● **Exercise prompt**: Only an exact repetition of all the entries will be accepted.

● **Information given**:
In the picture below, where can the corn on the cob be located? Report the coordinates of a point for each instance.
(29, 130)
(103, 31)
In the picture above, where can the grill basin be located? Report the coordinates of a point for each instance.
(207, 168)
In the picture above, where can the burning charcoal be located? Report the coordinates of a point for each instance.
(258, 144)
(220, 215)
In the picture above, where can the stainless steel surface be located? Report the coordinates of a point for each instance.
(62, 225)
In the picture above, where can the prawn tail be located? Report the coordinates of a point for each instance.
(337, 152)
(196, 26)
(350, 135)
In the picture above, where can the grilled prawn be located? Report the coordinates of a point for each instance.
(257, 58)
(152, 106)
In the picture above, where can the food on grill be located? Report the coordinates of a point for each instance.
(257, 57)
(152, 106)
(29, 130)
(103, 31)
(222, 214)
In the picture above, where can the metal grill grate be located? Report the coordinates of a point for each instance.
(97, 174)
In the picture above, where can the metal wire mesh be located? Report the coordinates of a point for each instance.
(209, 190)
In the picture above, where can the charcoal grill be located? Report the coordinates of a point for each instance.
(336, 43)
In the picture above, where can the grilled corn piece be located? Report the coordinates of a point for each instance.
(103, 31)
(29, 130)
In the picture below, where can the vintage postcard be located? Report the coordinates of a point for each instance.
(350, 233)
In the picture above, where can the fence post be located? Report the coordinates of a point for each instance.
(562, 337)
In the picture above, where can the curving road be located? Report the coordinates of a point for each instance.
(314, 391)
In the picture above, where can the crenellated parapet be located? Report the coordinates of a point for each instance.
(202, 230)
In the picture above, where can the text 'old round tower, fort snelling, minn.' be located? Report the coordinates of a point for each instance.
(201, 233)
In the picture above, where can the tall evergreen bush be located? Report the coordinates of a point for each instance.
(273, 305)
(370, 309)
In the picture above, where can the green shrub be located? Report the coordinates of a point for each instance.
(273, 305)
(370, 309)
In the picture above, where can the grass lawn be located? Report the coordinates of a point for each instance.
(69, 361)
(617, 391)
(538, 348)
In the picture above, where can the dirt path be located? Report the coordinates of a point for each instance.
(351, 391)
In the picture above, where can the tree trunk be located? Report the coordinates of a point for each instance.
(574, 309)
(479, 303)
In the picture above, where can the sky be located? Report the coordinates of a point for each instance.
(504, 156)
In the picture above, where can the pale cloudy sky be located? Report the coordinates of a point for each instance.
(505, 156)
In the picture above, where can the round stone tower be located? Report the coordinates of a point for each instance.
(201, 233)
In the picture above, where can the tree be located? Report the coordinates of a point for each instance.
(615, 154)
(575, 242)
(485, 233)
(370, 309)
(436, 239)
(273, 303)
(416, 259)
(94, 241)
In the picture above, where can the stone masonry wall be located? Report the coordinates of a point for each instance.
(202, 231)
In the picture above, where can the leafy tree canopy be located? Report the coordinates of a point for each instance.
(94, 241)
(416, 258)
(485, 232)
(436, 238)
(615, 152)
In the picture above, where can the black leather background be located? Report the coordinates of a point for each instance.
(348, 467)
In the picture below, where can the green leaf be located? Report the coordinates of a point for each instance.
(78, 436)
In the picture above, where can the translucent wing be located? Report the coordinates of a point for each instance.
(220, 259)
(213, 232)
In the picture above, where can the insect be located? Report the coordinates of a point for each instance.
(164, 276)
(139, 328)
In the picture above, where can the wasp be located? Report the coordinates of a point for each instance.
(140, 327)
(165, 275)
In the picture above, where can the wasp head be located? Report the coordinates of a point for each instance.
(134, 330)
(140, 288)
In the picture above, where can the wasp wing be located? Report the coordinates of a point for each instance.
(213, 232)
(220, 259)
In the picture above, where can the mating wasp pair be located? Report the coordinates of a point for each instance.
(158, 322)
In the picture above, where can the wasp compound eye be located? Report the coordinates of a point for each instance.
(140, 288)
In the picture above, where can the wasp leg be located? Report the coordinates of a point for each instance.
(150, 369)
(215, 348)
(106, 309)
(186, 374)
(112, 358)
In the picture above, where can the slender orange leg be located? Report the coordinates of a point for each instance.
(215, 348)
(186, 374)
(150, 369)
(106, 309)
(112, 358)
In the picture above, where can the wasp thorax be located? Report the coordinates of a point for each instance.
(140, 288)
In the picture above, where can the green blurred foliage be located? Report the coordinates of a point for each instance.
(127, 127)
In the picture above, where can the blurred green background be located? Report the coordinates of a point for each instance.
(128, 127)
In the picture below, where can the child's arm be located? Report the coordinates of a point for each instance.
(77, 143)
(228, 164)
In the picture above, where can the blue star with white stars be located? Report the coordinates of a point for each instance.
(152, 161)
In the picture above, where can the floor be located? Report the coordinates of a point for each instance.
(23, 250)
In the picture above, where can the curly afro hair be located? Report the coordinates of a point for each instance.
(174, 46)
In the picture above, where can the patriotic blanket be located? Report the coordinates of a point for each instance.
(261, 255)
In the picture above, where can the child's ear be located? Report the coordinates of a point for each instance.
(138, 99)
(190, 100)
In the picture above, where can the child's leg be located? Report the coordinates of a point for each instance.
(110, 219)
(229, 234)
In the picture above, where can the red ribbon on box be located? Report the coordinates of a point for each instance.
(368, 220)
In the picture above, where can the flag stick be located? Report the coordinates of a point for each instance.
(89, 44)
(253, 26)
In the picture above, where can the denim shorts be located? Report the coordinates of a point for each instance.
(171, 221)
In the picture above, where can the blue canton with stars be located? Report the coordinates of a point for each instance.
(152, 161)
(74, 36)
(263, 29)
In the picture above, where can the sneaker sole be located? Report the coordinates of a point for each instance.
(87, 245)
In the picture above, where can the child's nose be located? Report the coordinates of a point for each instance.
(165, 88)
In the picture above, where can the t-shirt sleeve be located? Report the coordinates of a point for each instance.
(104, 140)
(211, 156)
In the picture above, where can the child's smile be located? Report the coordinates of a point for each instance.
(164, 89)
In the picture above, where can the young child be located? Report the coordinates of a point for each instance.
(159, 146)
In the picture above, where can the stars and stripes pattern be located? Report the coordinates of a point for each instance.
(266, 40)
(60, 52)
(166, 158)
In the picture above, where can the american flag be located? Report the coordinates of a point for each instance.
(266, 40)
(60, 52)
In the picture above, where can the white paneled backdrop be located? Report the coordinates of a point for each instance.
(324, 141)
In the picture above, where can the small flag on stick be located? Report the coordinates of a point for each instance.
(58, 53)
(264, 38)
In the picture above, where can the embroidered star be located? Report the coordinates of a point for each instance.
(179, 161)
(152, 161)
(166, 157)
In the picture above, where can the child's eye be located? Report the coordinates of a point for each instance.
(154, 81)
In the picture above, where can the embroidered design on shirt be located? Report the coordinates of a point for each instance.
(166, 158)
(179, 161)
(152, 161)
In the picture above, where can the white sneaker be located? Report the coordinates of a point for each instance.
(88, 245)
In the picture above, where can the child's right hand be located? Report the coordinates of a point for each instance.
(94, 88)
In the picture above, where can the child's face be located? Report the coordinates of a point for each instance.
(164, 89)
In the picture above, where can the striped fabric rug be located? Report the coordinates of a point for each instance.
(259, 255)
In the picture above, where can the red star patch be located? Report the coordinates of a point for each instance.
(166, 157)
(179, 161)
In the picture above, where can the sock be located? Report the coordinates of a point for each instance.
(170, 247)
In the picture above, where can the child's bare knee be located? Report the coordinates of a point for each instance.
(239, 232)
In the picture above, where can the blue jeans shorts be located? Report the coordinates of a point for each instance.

● **Output for this task**:
In the picture below, where can the corn on the cob be located? Report the coordinates of a point for each instance.
(29, 130)
(103, 31)
In the picture above, where can the grill basin be located? Report the coordinates of a point for each instance.
(207, 168)
In the picture above, where can the burning charcoal be located? Report the coordinates of a point for each instance.
(258, 144)
(220, 215)
In the picture above, where can the stainless steel surface be located? Report the coordinates of a point for each instance.
(62, 225)
In the picture above, where can the prawn tail be located? Report the coordinates of a point for each instance.
(337, 152)
(196, 26)
(350, 135)
In the picture above, where can the grilled prawn be located? Report the coordinates of a point for each instance.
(257, 58)
(152, 106)
In the picture above, where can the food on grill be located? Report the coordinates of a point for each instance.
(257, 57)
(152, 106)
(29, 130)
(103, 31)
(222, 214)
In the picture above, where can the metal grill grate be located? Report the coordinates of a point for each instance.
(97, 174)
In the picture above, where can the metal wire mesh be located? Report the coordinates of a point for each instance.
(209, 190)
In the picture above, where can the charcoal grill be located? Report the coordinates of a point for each instance.
(336, 43)
In the picture above, where can the grilled corn piece be located? Report the coordinates of a point for each instance.
(103, 31)
(29, 130)
In the picture below, where can the vintage postcard be located? Report the coordinates of a point for each instance.
(350, 233)
In the picture above, where can the fence post be located? Report the coordinates of a point for each instance.
(562, 337)
In the picture above, where can the curving road be located? Report the coordinates of a point for each instance.
(314, 391)
In the picture above, where can the crenellated parapet be located? Report the coordinates of a point for each instance.
(202, 230)
In the picture above, where can the text 'old round tower, fort snelling, minn.' be located? Report the coordinates of a point for each instance.
(201, 233)
In the picture above, where can the tall evergreen bush be located? Report the coordinates of a point for each instance.
(273, 305)
(370, 309)
In the picture above, where can the green shrub be located? Report the coordinates of a point for each instance.
(273, 305)
(370, 309)
In the picture above, where can the grass lawn be located? Report the coordinates of a point for each instance.
(69, 361)
(617, 391)
(538, 348)
In the picture above, where can the dirt path be located? Report the coordinates of a point for each instance.
(351, 391)
In the picture above, where can the tree trunk be located? Report the coordinates of a point for each instance.
(574, 309)
(479, 303)
In the picture above, where can the sky be located? Report the coordinates of a point for each instance.
(504, 156)
In the picture above, where can the pale cloudy sky be located? Report the coordinates of a point for each instance.
(505, 156)
In the picture above, where can the round stone tower be located? Report the coordinates of a point for each instance.
(201, 233)
In the picture above, where can the tree be located? Report the coordinates of a point for each instance.
(615, 154)
(575, 242)
(485, 233)
(370, 309)
(436, 239)
(273, 303)
(416, 259)
(94, 241)
In the picture above, where can the stone masonry wall be located? Report the coordinates of a point for each instance.
(202, 231)
In the picture above, where can the leafy tree canopy be located? Report the coordinates of a point for each instance.
(94, 241)
(416, 258)
(485, 232)
(436, 238)
(615, 152)
In the picture above, where can the black leather background be located? Report the coordinates of a point for each instance.
(348, 467)
In the picture below, where can the green leaf be located? Report the coordinates of a point for each instance.
(78, 436)
In the picture above, where can the translucent wing be located? Report the coordinates of a point for each instance.
(220, 259)
(213, 232)
In the picture above, where can the insect be located? Report the coordinates of a point for each instance.
(164, 276)
(139, 328)
In the picture above, where can the wasp be located? Report the coordinates of a point for each instance.
(140, 327)
(165, 275)
In the picture above, where can the wasp head be located? Report the coordinates of a point for each instance.
(134, 330)
(140, 288)
In the picture above, where can the wasp wing be located? Report the coordinates of a point for each instance.
(213, 232)
(220, 259)
In the picture above, where can the mating wasp pair be located? Report the coordinates of a point for each instance.
(158, 322)
In the picture above, where can the wasp compound eye be located? Report the coordinates of a point for each instance.
(140, 288)
In the picture above, where can the wasp leg be located? Report the coordinates of a point for each instance.
(150, 369)
(215, 348)
(106, 309)
(186, 374)
(112, 358)
In the picture above, where can the slender orange leg be located? Report the coordinates of a point for each instance.
(215, 348)
(186, 374)
(150, 369)
(106, 309)
(112, 358)
In the picture above, where can the wasp thorax be located? Report the coordinates of a point for each instance.
(140, 288)
In the picture above, where can the green blurred foliage be located? Report the coordinates of a point for each instance.
(127, 127)
In the picture above, where can the blurred green background be located? Report the coordinates of a point for each instance.
(128, 127)
In the picture below, where can the child's arm be located? Report the coordinates of a point for each instance.
(77, 143)
(228, 164)
In the picture above, where can the blue star with white stars be located? Report the coordinates of a point for each instance.
(152, 161)
In the picture above, where can the floor be located? Report the coordinates of a point for each instance.
(23, 250)
In the picture above, where can the curly afro hair be located? Report the coordinates of a point for each instance.
(174, 46)
In the picture above, where can the patriotic blanket be located? Report the coordinates of a point for each instance.
(261, 255)
In the picture above, where can the child's ear be located? Report the coordinates of a point for each instance.
(138, 99)
(190, 100)
In the picture above, where can the child's leg be located? Report the coordinates of a point for each instance.
(110, 219)
(229, 234)
In the picture above, where can the red ribbon on box be located? Report the coordinates of a point for each instance.
(368, 220)
In the picture above, where can the flag stick be located? Report the coordinates of a point for each instance.
(89, 44)
(253, 26)
In the picture above, where can the denim shorts be located? Report the coordinates of a point for each instance.
(171, 221)
In the picture above, where can the blue canton with stars be located? Report the coordinates of a point for each instance.
(152, 161)
(74, 36)
(263, 29)
In the picture above, where can the sneaker sole be located? Report the coordinates of a point for each instance.
(87, 245)
In the picture above, where can the child's nose be located? Report the coordinates of a point for each instance.
(165, 88)
In the picture above, where can the t-shirt sleeve be located? Report the coordinates of a point for each instance.
(104, 140)
(211, 156)
In the picture above, where can the child's smile be located? Report the coordinates of a point for each instance.
(164, 89)
In the picture above, where can the young child be located? Report the coordinates of a point for each instance.
(159, 146)
In the picture above, where can the stars and stripes pattern be located? Report the coordinates of a point for each instance.
(266, 40)
(60, 52)
(166, 158)
In the picture above, where can the american flag be located? Report the coordinates of a point for each instance.
(266, 40)
(60, 52)
In the picture above, where can the white paneled backdrop be located? Report the coordinates of a point for each instance.
(324, 141)
In the picture above, where can the small flag on stick be located? Report the coordinates of a point for each instance.
(58, 53)
(264, 38)
In the picture above, where can the embroidered star be located? Report the coordinates of a point for each instance.
(179, 161)
(152, 161)
(166, 157)
In the picture above, where can the child's eye be located? Report the coordinates of a point for each instance.
(154, 81)
In the picture above, where can the embroidered design on shirt be located? Report the coordinates of a point for each instance.
(166, 158)
(179, 161)
(152, 161)
In the picture above, where can the white sneaker be located? Report the coordinates of a point for each instance.
(88, 245)
In the picture above, where can the child's right hand be located? Report the coordinates of a point for each instance.
(94, 88)
In the picture above, where can the child's face be located? Report the coordinates of a point for each instance.
(164, 89)
In the picture above, where can the striped fabric rug be located? Report the coordinates of a point for each instance.
(259, 255)
In the picture above, where can the red star patch be located? Report the coordinates of a point for each instance.
(166, 157)
(179, 161)
In the picture above, where can the sock be located? Report the coordinates of a point for each instance.
(170, 247)
In the picture above, where can the child's bare knee be located? Report the coordinates of a point for each instance.
(239, 232)
In the picture above, where can the blue jeans shorts be located? Report the coordinates of a point for each instance.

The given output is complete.